**How to complete this task:** The required output is the exact run of lines below that opens at the line with "positive clicks: (375, 25)" and closes at the line with "1L10 0L7 135L500".

Provided material START

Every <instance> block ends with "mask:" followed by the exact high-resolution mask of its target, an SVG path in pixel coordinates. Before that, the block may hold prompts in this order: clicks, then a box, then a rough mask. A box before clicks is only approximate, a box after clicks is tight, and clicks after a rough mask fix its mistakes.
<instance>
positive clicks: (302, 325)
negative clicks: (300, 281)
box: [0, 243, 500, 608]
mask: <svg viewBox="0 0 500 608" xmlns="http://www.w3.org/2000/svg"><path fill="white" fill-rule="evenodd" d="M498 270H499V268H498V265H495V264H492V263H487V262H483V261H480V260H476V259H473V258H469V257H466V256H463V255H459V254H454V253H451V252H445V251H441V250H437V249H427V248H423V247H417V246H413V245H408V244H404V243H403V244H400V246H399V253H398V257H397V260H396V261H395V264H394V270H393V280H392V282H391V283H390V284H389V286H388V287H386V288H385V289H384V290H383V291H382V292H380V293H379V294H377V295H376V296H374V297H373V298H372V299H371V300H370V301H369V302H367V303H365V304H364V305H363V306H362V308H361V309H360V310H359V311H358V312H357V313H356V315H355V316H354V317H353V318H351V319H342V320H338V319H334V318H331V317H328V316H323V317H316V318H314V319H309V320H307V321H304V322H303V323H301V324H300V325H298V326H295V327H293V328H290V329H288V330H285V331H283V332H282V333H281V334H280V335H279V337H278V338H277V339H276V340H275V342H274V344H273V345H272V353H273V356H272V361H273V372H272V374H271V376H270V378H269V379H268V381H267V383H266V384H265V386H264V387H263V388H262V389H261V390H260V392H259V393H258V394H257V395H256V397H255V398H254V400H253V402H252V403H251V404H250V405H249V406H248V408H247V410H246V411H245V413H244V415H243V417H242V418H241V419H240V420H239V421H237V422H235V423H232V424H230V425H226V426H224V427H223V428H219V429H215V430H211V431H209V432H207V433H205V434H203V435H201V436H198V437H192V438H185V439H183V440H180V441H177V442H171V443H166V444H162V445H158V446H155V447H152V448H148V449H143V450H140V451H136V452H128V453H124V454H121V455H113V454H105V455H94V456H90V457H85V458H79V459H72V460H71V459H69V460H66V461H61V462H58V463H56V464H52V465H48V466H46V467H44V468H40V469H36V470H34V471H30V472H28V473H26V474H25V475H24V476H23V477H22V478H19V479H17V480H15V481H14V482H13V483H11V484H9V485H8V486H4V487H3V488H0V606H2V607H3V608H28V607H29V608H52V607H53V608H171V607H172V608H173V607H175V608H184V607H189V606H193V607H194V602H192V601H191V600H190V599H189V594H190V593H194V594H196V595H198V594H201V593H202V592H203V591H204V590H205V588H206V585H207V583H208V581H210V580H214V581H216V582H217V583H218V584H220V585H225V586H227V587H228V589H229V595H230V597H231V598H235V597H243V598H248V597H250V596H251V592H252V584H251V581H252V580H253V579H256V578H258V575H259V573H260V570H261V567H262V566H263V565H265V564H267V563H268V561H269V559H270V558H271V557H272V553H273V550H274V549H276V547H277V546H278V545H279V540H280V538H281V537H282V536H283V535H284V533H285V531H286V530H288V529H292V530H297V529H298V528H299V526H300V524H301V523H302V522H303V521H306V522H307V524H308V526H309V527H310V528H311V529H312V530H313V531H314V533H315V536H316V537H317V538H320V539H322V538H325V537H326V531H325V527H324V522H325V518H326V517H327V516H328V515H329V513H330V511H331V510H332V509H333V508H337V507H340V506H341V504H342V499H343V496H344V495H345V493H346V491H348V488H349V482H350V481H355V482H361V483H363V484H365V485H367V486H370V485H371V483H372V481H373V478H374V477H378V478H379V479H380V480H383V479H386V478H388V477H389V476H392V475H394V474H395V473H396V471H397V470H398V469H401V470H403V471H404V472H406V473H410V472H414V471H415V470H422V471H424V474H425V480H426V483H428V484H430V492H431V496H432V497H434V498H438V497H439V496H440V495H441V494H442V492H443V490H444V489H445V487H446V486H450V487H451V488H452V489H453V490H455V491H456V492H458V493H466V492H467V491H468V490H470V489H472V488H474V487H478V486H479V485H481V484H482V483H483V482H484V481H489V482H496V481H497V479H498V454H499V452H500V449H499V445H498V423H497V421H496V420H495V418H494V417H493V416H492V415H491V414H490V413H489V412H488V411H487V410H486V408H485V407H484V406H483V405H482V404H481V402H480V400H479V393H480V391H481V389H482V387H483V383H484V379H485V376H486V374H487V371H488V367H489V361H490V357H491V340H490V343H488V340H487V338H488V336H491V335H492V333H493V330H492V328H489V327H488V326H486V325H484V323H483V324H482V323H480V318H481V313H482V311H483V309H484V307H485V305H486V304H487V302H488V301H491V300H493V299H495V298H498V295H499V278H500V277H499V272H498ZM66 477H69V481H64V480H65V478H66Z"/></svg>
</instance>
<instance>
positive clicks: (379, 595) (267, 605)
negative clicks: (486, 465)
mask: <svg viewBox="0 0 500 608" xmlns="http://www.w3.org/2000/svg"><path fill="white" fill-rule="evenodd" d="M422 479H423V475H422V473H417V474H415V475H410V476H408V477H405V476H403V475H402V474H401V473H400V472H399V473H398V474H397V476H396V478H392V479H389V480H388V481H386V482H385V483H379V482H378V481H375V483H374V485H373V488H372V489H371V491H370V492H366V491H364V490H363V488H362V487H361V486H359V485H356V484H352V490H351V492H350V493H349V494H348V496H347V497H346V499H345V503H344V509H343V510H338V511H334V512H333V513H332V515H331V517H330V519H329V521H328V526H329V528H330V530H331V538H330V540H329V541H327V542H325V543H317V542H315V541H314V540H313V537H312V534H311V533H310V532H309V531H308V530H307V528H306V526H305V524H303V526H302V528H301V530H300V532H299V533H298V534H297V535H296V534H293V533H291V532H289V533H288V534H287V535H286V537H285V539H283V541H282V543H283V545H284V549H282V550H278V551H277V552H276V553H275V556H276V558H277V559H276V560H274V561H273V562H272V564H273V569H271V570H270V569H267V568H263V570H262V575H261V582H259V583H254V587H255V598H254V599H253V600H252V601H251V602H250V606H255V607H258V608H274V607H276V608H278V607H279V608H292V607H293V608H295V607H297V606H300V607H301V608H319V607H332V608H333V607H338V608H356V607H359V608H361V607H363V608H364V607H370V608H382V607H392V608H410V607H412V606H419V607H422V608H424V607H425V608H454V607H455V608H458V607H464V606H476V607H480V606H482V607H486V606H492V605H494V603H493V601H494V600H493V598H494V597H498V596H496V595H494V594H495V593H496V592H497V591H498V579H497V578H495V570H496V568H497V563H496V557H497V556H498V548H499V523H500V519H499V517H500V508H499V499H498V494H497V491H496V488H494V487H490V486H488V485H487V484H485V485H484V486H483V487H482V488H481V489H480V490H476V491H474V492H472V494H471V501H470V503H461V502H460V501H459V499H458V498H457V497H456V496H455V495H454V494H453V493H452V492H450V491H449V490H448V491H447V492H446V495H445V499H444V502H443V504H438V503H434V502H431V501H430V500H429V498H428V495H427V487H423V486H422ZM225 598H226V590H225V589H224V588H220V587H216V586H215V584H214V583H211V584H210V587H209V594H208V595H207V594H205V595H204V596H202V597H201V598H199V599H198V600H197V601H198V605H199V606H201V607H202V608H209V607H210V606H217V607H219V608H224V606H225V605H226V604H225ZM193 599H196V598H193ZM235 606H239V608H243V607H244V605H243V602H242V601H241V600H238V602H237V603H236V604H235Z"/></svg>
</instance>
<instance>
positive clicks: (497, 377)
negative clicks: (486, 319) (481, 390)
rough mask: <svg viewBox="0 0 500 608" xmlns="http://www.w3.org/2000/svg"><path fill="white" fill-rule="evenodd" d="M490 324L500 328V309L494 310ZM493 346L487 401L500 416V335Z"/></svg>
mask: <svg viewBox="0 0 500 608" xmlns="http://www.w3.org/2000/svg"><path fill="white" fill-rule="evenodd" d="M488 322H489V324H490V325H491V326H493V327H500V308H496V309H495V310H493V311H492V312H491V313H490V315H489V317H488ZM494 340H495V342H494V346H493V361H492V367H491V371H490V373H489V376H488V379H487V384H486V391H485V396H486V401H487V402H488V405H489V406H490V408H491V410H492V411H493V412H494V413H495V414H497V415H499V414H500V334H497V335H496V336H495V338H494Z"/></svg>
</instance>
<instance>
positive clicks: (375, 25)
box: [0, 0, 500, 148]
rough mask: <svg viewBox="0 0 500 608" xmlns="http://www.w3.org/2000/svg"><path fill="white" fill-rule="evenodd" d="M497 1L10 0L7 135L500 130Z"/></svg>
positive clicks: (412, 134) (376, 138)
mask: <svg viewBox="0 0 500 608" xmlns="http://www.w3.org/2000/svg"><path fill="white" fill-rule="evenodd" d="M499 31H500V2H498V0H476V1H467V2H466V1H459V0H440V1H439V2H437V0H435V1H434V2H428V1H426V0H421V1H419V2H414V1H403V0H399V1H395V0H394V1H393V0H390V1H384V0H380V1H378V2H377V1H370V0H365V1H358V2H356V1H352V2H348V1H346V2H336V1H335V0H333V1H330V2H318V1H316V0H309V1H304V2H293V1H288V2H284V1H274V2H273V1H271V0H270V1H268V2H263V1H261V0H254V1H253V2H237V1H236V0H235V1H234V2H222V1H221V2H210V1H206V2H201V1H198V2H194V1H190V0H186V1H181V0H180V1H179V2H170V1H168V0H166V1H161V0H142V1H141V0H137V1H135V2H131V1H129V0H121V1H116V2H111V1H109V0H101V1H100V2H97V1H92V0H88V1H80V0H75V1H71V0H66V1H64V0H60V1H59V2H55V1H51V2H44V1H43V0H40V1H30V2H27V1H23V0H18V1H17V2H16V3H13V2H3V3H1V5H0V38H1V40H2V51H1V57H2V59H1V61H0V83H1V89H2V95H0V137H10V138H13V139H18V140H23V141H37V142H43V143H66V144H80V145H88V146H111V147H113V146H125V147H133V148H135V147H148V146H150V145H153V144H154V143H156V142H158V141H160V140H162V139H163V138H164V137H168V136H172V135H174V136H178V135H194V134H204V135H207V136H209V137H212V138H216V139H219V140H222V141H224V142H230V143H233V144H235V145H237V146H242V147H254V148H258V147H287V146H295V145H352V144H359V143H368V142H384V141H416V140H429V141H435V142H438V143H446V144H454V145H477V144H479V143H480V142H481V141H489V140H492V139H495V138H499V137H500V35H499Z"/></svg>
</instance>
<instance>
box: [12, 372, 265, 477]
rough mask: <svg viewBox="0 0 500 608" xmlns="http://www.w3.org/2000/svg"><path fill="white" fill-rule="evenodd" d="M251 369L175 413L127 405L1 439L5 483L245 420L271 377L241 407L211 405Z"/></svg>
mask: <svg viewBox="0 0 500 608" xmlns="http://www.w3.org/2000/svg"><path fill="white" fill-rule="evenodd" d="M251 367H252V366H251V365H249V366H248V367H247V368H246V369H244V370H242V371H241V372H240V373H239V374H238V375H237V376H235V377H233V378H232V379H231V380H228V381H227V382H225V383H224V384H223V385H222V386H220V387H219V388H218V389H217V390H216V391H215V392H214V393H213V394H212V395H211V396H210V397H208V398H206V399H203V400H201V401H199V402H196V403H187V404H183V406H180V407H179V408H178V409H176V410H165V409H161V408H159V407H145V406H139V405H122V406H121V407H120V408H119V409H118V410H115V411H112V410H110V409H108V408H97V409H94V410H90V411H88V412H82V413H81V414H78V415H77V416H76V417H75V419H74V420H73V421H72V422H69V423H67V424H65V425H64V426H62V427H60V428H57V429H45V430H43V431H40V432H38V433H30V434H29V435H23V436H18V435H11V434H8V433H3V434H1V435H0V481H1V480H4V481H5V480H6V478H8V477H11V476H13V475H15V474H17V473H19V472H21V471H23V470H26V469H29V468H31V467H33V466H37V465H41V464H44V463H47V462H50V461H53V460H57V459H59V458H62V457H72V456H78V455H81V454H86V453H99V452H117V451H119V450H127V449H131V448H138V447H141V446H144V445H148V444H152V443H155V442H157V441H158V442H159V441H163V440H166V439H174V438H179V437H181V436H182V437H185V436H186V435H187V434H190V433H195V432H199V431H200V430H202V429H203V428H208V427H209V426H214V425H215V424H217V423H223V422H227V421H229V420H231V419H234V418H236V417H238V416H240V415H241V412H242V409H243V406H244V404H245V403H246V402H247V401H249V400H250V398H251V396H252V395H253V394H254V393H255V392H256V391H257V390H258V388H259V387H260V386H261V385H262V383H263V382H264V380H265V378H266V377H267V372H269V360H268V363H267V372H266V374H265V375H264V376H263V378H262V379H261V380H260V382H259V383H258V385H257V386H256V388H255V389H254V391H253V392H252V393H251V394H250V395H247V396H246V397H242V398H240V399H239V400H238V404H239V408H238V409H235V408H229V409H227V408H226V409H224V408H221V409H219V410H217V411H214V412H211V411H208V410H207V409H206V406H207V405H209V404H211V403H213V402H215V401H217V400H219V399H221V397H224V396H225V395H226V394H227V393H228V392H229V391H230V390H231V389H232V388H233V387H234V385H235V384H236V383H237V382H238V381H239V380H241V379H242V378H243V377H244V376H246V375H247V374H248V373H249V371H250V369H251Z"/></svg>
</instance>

Provided material END

**Response for this exercise:**
positive clicks: (375, 25)
box: [0, 0, 500, 148]
rough mask: <svg viewBox="0 0 500 608" xmlns="http://www.w3.org/2000/svg"><path fill="white" fill-rule="evenodd" d="M497 1L10 0L7 135L500 130Z"/></svg>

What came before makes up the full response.